=== Section Start ===

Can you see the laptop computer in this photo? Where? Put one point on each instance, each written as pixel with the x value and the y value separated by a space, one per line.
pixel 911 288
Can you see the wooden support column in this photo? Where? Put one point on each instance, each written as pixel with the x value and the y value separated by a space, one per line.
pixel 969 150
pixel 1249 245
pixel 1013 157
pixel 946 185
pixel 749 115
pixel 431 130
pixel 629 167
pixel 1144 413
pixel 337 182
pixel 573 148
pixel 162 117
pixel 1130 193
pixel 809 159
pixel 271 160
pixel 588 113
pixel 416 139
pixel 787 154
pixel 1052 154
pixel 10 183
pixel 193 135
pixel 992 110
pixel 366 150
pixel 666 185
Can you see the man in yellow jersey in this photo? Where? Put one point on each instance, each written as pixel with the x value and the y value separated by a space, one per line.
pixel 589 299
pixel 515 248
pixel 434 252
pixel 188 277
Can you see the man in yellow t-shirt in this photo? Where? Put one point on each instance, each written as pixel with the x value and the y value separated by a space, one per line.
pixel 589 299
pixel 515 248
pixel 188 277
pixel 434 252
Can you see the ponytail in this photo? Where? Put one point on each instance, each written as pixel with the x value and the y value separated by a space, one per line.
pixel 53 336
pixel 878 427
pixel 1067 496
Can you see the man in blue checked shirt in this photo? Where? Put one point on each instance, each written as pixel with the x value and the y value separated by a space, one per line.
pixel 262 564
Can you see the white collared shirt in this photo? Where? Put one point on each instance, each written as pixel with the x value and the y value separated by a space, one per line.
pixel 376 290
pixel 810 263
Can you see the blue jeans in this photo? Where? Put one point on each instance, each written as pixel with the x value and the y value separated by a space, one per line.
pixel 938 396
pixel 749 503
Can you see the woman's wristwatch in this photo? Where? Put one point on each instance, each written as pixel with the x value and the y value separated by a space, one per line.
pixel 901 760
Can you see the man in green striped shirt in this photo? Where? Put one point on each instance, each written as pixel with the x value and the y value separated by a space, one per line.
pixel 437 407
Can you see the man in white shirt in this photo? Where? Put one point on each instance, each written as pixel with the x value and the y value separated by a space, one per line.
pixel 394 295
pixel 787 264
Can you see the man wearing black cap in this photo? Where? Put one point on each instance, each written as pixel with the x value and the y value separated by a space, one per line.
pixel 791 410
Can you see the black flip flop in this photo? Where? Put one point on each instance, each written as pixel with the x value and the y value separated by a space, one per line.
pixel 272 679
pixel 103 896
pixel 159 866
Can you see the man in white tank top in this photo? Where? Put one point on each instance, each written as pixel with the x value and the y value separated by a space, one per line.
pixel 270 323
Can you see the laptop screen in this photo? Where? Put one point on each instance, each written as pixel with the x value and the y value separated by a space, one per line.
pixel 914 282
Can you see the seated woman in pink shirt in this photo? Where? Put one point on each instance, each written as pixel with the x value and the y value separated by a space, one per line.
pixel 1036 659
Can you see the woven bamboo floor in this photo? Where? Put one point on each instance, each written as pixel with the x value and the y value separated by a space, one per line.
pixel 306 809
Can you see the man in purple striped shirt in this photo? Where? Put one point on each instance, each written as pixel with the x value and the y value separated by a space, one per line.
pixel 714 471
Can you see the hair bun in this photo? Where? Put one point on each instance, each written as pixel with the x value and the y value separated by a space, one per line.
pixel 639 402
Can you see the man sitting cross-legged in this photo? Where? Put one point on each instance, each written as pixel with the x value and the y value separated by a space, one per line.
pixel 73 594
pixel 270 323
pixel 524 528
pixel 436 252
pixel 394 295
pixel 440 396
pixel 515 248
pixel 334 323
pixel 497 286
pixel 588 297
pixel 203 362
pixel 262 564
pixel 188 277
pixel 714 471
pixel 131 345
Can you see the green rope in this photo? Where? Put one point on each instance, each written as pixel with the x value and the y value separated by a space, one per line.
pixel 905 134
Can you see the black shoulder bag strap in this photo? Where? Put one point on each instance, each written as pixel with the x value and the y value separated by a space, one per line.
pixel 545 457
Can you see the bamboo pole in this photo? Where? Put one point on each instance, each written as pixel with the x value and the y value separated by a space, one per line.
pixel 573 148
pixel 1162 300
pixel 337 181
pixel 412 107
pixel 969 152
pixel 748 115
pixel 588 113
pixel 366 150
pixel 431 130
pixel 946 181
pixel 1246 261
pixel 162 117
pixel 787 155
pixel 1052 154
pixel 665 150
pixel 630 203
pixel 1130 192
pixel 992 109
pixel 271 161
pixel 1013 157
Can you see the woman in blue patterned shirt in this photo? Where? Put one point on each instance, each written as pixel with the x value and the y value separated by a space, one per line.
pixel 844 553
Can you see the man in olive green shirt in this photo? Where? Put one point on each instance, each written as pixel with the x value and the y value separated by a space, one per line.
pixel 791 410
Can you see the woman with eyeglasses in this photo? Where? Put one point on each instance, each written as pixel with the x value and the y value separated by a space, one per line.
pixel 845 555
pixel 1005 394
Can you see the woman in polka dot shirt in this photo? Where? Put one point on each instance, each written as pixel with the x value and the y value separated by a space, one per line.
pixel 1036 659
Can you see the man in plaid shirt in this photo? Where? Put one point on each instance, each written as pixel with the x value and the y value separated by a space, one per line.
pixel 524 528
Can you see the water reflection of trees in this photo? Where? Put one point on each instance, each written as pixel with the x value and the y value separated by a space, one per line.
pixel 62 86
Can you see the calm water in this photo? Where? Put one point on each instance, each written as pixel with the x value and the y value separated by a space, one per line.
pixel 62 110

=== Section End ===

## Work task
Restate the records, all of them, precisely as written.

## Output for this task
Can you see the laptop computer in this photo? Where? Put one point on each instance, each written as pixel with the x value and the y value separated by a space, one per line.
pixel 911 288
Can you see the wooden support column in this photo? Where? Put one point on each instance, each written as pixel with the x value and the y value separated by a space, one per line.
pixel 969 150
pixel 1249 245
pixel 1013 157
pixel 946 185
pixel 749 115
pixel 431 130
pixel 629 167
pixel 1144 413
pixel 337 182
pixel 573 148
pixel 162 117
pixel 1130 193
pixel 809 159
pixel 271 160
pixel 588 113
pixel 416 139
pixel 787 154
pixel 1052 154
pixel 10 183
pixel 193 135
pixel 992 110
pixel 366 150
pixel 666 185
Can you see the man in yellow jersey in this photo? Where? Put one point on each instance, each written as pixel with the x value and the y value separated by a space, one per line.
pixel 589 299
pixel 515 248
pixel 434 252
pixel 188 277
Can you see the man in yellow t-shirt in this photo? Where? Put one point on each instance, each written as pixel with the x value and the y value separated by a space, one per line.
pixel 589 299
pixel 515 248
pixel 188 277
pixel 434 252
Can you see the ponytail in this photo? Where? Put one point on each instance, each written as pixel with the x value and the y value separated by a space, one per line.
pixel 53 336
pixel 878 427
pixel 1067 496
Can you see the man in blue checked shirt in this photo? Where? Put one point on each instance, each written as pixel with the x value and the y value separated by a space, one per line.
pixel 262 564
Can you see the white collared shirt in this photo? Where? Put one point on each instance, each written as pixel with the x value and the y value separated by a space, one per line.
pixel 376 290
pixel 810 263
Can you see the blue jeans in this photo? Where? Put one point on each instance, each written as pixel with the x value and the y value separated by a space, one per line.
pixel 938 396
pixel 749 503
Can you see the woman's wristwatch in this photo? Where? Put one point on each instance, each written as pixel with the x value and the y value separated by a space, one per line.
pixel 901 760
Can you see the man in green striped shirt in this photo? Where? Put one point on each instance, each written as pixel with the x value and the y value separated by a space, one per line.
pixel 437 407
Can you see the man in white shirt in this photo? Where? Put one point on each instance, each written as pixel with the x value and the y value separated by a space, one per line.
pixel 394 295
pixel 787 264
Can you see the man wearing black cap in this photo? Where? Put one point on each instance, each written as pixel with the x value and the y value separated by a space, one per line.
pixel 791 410
Can you see the black flip flop in this photo? Where? Put one point on each instance, each written as pixel with the x value and the y value separated by a space, one per line.
pixel 272 679
pixel 103 896
pixel 159 866
Can you see the man in white tank top in this photo? Where? Put one point on each instance, each written as pixel with the x value and the y value separated by a space, one per line.
pixel 270 323
Can you see the laptop screen in this photo? Where? Put one point on each instance, each written as pixel with the x value and the y value separated by a space, one per line.
pixel 914 282
Can you see the seated woman in pink shirt in this photo? Where? Put one point on each instance, each written as pixel with the x value and the y value separated by a space, one per line.
pixel 1036 659
Can you see the woven bamboo floor in this photo? Where? Put one point on each instance, each written as pixel with the x value and the y value separated by a space, one per line.
pixel 306 809
Can you see the man in purple striped shirt in this photo? Where? Put one point on each instance, each written as pixel with the x value and the y value separated by a space, one per line.
pixel 714 471
Can you see the hair bun in this photo? Where? Put one point on each instance, each written as pixel with the x value and the y value separated by a space, one per line.
pixel 639 402
Can you see the man sitting cross-legged in this photo? Where? Put one point on each instance, each written as pixel with the x value and the y value separated by a space, one per line.
pixel 73 594
pixel 270 323
pixel 524 528
pixel 436 252
pixel 394 295
pixel 440 396
pixel 515 248
pixel 334 323
pixel 497 286
pixel 588 297
pixel 203 362
pixel 262 564
pixel 188 277
pixel 714 471
pixel 131 345
Can you see the green rope in this photo? Where? Put one point on each instance, each written as pixel with the x value and the y value separated by a space, one per line.
pixel 905 134
Can you see the black shoulder bag strap in this photo? Where? Put one point on each instance, each written as pixel with the x value and the y value separated by a space, one per line.
pixel 545 457
Can you see the bamboo pole in this photo? Where? Put one point on each instance, each written as pixel with the x value and the y value separated by a space, one per line.
pixel 573 148
pixel 1162 300
pixel 337 181
pixel 412 107
pixel 969 152
pixel 748 115
pixel 588 113
pixel 366 150
pixel 431 130
pixel 946 181
pixel 1246 261
pixel 162 117
pixel 787 155
pixel 1052 154
pixel 665 150
pixel 630 203
pixel 1130 192
pixel 992 109
pixel 271 161
pixel 1013 157
Can you see the woman in blue patterned shirt in this photo? Where? Put one point on each instance, each written as pixel with the x value and the y value separated by a space, one per line.
pixel 844 553
Can you see the man in olive green shirt in this photo? Where? Put one point on each instance, each written as pixel with the x value and the y value separated by a space, one per line.
pixel 791 410
Can you see the woman with eyeglasses in this photo? Where? Put one point on each instance, each written as pixel with the x value and the y value separated by a space, one per line.
pixel 845 555
pixel 1005 394
Can you see the woman in polka dot shirt in this photo? Where? Put one point on each instance, each written as pixel with the x value and the y value separated by a space, one per line.
pixel 1036 659
Can you see the man in plaid shirt in this photo? Where? Put one point on each instance, each written as pixel with the x value and the y value separated by a space, one per line.
pixel 524 528
Can you see the water reflection of trees in this photo? Where? Put one point on each instance, each written as pixel with the x value and the y value separated by a space, one per line.
pixel 62 86
Can you see the calm water in this photo? Where? Put one point on each instance, each written as pixel with the x value and the y value separated by a space, one per line.
pixel 62 110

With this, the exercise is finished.